- [Input]:

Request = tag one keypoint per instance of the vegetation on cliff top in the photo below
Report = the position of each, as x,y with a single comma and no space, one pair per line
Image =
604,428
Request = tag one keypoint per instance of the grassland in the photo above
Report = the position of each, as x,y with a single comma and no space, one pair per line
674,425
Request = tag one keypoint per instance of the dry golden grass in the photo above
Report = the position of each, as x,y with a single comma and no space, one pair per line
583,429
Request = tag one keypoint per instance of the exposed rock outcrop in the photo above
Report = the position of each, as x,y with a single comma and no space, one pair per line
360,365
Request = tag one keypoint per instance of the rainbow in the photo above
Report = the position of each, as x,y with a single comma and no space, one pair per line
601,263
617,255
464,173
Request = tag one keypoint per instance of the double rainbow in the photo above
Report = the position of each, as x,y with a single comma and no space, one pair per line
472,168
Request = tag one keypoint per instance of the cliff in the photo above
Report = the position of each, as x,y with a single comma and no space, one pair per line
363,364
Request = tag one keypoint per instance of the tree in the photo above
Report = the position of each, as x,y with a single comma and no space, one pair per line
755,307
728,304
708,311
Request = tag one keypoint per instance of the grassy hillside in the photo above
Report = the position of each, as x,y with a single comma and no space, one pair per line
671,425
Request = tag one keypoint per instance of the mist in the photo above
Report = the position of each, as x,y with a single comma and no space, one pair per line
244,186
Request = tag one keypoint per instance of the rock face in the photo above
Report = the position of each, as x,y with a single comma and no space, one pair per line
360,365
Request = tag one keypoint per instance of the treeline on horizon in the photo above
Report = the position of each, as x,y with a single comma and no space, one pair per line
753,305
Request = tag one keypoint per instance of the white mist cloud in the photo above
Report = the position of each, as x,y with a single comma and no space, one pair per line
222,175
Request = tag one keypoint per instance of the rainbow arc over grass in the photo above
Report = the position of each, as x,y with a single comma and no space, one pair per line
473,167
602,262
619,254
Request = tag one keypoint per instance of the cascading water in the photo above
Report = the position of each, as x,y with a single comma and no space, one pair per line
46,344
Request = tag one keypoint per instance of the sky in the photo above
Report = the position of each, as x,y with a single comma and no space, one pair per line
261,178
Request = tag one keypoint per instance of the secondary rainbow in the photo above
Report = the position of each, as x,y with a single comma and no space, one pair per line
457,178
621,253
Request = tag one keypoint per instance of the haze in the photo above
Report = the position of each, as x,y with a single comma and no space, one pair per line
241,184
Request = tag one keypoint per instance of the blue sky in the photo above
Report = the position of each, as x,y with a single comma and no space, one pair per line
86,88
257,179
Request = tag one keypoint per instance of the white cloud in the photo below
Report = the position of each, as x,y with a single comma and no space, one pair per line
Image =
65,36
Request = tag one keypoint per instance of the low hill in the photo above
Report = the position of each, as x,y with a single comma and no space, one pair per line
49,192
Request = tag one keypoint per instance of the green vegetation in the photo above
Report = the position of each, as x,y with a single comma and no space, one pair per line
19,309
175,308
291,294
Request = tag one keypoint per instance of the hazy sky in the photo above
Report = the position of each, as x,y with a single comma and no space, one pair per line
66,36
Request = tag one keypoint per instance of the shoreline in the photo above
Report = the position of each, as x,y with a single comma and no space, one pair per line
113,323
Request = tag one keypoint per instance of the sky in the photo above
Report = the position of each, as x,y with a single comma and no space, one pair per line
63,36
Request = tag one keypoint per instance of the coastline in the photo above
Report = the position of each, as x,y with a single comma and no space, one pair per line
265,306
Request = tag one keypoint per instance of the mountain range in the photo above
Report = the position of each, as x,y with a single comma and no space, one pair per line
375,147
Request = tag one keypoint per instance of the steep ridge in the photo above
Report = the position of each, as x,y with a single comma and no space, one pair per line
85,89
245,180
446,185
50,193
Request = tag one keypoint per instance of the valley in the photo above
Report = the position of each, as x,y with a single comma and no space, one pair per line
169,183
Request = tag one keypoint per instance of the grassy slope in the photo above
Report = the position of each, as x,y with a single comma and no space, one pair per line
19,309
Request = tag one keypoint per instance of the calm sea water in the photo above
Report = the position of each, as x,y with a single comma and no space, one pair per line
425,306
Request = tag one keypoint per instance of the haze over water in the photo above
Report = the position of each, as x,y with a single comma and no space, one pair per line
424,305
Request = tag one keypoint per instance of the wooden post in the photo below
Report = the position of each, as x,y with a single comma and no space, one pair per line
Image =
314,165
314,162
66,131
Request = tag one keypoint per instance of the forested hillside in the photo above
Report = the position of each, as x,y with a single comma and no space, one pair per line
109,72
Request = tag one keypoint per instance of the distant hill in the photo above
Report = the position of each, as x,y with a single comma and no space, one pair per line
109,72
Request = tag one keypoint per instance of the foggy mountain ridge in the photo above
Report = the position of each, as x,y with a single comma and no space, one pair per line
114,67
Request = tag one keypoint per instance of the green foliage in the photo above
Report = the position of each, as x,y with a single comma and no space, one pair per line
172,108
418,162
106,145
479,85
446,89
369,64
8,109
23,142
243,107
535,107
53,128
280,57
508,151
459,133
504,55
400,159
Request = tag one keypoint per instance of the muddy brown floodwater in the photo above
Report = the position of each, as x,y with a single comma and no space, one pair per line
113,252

- [What to work on]: Reproduce each entry above exactly, keeping every word.

- [Result]:
Request = tag one keypoint per instance of the vegetation on cliff top in the photo below
Report = the position of each, as x,y with a single comma and no space, one pair per line
Image =
604,428
Request = tag one keypoint per instance of the grassland in the photo above
Report = the position of each, as x,y with a single comma and no space, one pair per line
674,425
Request = tag one keypoint per instance of the dry golden grass in the photo above
Report = the position of each, as x,y with a single comma and no space, one pair per line
583,429
Request = tag one keypoint per instance of the exposed rock outcrop in the photo above
Report = the position of each, as x,y with a single comma and no space, one pair per line
360,365
Request = tag one keypoint per instance of the rainbow in the photo above
Report = the position of each, as x,y with a single comma and no space, one pair per line
601,263
617,255
464,173
Request = tag one keypoint per instance of the double rainbow in the photo above
Report = the position of each, as x,y with a single comma and no space, one pair per line
472,168
Request = tag one keypoint per instance of the cliff in the photo above
Report = the position of each, as x,y with a single comma and no space, one pair per line
363,364
Request = tag one keypoint per instance of the tree in the photo above
Report = the position of each, as x,y with a single comma and no space, one pair per line
755,307
728,304
708,311
Request = tag one keypoint per instance of the grassy hillside in the photo above
Report = the position of each, as x,y with a single comma and no space, one pair per line
671,425
Request = tag one keypoint per instance of the mist in the photo above
Report = the position of each, as x,y with a single comma and no space, one pair per line
244,186
Request = tag one keypoint per instance of the rock face in the photo above
Report = the position of each, as x,y with a single comma and no space, one pair per line
360,365
Request = tag one keypoint per instance of the treeline on horizon in the photo above
Report = the position of each, as x,y with a single comma and no space, one pair per line
753,305
Request = tag one keypoint per instance of the white mist cloud in the photo above
Report = the position of each, as x,y with a single comma and no space, one pair per line
222,175
Request = tag one keypoint per instance of the rainbow arc over grass in the photo above
Report = the position of each, as x,y with a single comma and no space, one pair per line
473,167
602,262
619,254
Request = tag one keypoint per instance of the cascading water in the photo above
Report = the position of each, as x,y with a single comma and no space, one pair per line
46,344
Request = tag one keypoint per instance of the sky in the photo above
Report = the position of each, as x,y with a single comma and no space, one pair per line
261,178
Request = tag one keypoint per instance of the secondary rainbow in the photo above
Report = the position of each, as x,y with a single comma and no space, one pair per line
457,178
621,253
Request = tag one keypoint per instance of the haze in the photo above
Report = the position of each, as x,y with a single comma and no space, one pair per line
241,184
Request = tag one keypoint per instance of the blue sky in the photo above
Report = the position of each, as x,y with a single comma and no space, one pair per line
86,88
257,179
Request = tag one keypoint per instance of the white cloud in the photo below
Report = the position of each, as x,y with a single comma and no space, one pair per line
Image =
65,36
Request = tag one keypoint per instance of the low hill in the photo above
Report = the position of each, as x,y with a single comma and no space, one pair per line
49,192
Request = tag one keypoint per instance of the green vegetation in the photo above
Report = the position of each, as x,y with a single comma and no space, one pair per line
19,309
175,308
291,294
Request = tag one keypoint per instance of the hazy sky in the photo above
Report = the position of each, as x,y with a single comma and no space, one pair per line
66,36
Request = tag one keypoint per instance of the shoreline in the photo above
Report = the position of each, as x,y with a single comma and no space, one pair per line
113,323
Request = tag one keypoint per instance of the sky in the photo above
Report = the position of each, as x,y with a single comma and no space, one pair per line
63,36
Request = tag one keypoint per instance of the coastline in the photo above
Report = the position of each, as x,y with a single comma and no space, one pair per line
265,306
Request = tag one keypoint per instance of the mountain range in the photo above
Report = the position of each, as x,y with a single comma and no space, one pair per line
375,147
Request = tag one keypoint per instance of the steep ridge in the photo above
Report = the position of each, as x,y with a single comma and no space, one pair per line
85,89
245,180
446,185
50,193
Request = tag one keypoint per instance of the valley in the photo above
Report = the position of each, as x,y with a single comma and no space, one pair per line
169,183
Request = tag one keypoint per instance of the grassy slope in the photo above
Report = the position of each, as x,y with a single comma and no space, one pair per line
19,309
Request = tag one keypoint per instance of the calm sea water in the photo above
Report = the position of each, as x,y with a single comma and no space, one pair per line
425,306
Request = tag one keypoint per instance of the haze over water in the photo above
Report = the position of each, as x,y with a single comma and no space, one pair per line
424,305
Request = tag one keypoint per instance of the wooden post in the photo below
Report = the position of each, as x,y with a single comma and no space, one pair per line
Image =
314,165
314,162
66,131
Request = tag one keypoint per instance of the forested hillside in the photo above
Report = the position of each, as x,y with a single comma and no space, one pair per line
109,72
Request = tag one keypoint per instance of the distant hill in the photo above
Report = the position of each, as x,y with a single comma and no space, one pair per line
109,72
Request = tag one keypoint per instance of the foggy mountain ridge in the photo above
Report = the position of each, as x,y with a single comma and no space, one pair per line
114,67
Request = tag one keypoint per instance of the green foliage in the photo above
Report = the position of each, as x,y with a single comma and no space, one pair per line
172,108
418,162
106,145
479,85
446,89
369,64
8,109
23,142
243,107
535,107
53,128
280,57
508,151
459,133
504,55
400,159
Request = tag one keypoint per instance of the muddy brown floodwater in the photo above
Report = the position of each, as x,y with a single comma and no space, one pair per line
113,252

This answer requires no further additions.